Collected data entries
⟨

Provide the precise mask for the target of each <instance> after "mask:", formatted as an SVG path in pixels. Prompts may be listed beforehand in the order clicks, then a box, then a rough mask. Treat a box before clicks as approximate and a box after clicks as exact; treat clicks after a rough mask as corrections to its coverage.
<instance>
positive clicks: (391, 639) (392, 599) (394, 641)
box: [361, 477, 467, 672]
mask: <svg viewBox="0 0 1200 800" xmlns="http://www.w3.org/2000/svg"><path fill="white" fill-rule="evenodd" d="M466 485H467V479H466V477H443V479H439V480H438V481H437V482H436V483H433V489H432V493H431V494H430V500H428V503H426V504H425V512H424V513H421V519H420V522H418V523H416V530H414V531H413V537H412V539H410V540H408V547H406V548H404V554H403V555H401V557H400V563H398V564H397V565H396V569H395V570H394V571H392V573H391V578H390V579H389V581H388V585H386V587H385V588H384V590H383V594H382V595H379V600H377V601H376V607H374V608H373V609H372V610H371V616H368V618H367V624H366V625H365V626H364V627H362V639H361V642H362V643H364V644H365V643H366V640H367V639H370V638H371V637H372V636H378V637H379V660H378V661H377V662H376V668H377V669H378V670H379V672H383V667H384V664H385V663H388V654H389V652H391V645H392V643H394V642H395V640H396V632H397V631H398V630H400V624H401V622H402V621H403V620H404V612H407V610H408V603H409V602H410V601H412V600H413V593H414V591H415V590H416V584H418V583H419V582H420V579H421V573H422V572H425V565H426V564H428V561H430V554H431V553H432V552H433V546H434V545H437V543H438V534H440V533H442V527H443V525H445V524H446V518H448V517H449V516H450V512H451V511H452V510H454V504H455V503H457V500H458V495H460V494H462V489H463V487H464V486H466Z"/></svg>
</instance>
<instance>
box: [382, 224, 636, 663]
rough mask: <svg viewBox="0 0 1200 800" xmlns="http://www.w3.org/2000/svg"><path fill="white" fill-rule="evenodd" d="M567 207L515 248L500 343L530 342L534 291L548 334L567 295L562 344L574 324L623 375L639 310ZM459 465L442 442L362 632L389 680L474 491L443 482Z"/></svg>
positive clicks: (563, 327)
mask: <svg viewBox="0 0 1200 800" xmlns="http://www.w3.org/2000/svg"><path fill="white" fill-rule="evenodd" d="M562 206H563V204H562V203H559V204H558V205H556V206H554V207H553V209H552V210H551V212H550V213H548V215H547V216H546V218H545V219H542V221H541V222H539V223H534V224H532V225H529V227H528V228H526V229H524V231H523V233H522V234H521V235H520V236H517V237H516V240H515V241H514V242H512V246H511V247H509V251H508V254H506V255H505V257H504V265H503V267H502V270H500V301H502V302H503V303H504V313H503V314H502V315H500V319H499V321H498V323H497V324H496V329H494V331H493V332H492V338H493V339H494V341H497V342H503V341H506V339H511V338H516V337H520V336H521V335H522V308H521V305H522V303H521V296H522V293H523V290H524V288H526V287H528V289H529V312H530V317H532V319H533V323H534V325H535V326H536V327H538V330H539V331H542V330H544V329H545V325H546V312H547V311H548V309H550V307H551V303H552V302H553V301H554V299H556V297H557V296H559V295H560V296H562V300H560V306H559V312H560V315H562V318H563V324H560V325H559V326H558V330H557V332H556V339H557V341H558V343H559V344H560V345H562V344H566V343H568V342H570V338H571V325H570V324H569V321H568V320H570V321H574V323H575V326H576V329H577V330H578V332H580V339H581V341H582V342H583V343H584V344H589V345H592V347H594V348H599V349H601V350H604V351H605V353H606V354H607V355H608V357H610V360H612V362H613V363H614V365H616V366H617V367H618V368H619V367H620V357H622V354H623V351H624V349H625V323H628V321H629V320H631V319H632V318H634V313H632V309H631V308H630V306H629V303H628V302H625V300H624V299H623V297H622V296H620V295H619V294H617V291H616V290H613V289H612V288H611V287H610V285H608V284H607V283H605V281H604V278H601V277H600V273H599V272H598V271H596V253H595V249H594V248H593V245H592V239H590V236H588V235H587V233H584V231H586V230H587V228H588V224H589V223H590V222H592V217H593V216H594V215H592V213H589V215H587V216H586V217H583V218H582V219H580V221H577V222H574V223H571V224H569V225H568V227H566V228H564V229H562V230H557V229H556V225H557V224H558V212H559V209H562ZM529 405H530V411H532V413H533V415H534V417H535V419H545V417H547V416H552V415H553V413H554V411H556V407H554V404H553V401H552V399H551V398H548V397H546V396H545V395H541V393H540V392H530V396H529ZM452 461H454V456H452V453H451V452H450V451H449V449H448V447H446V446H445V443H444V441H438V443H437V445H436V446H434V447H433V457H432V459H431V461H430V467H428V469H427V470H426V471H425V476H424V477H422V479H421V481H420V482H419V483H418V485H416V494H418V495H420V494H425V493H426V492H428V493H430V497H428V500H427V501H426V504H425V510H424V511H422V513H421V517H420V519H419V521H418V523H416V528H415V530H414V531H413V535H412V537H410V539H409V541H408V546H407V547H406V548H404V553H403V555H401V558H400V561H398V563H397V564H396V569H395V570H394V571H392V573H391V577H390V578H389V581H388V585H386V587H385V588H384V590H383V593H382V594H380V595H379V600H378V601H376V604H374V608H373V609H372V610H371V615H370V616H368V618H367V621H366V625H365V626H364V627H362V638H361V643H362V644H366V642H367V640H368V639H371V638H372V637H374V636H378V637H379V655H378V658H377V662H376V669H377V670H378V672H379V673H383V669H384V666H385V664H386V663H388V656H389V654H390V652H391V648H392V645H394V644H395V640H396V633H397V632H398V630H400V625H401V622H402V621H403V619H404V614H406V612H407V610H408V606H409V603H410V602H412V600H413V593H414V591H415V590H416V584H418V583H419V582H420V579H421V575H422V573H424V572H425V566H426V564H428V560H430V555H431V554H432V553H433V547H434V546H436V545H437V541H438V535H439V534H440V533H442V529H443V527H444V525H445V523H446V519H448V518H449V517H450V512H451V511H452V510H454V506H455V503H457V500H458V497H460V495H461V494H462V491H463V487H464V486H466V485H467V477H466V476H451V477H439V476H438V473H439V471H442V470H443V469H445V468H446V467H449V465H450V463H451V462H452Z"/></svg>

⟩

Transcribe, word for word, the data above from its first line through the line with "positive clicks: (391, 639)", and include nothing else.

Provide the precise mask for the target of each <instance> after "mask:", formatted as an SVG path in pixels. Prompts may be listed beforehand in the order clicks, then a box, then a rough mask. Treat a box before clicks as approximate and a box after clicks as exact; treat clicks after a rough mask as corrections to its coverage.
<instance>
positive clicks: (391, 639) (392, 599) (394, 641)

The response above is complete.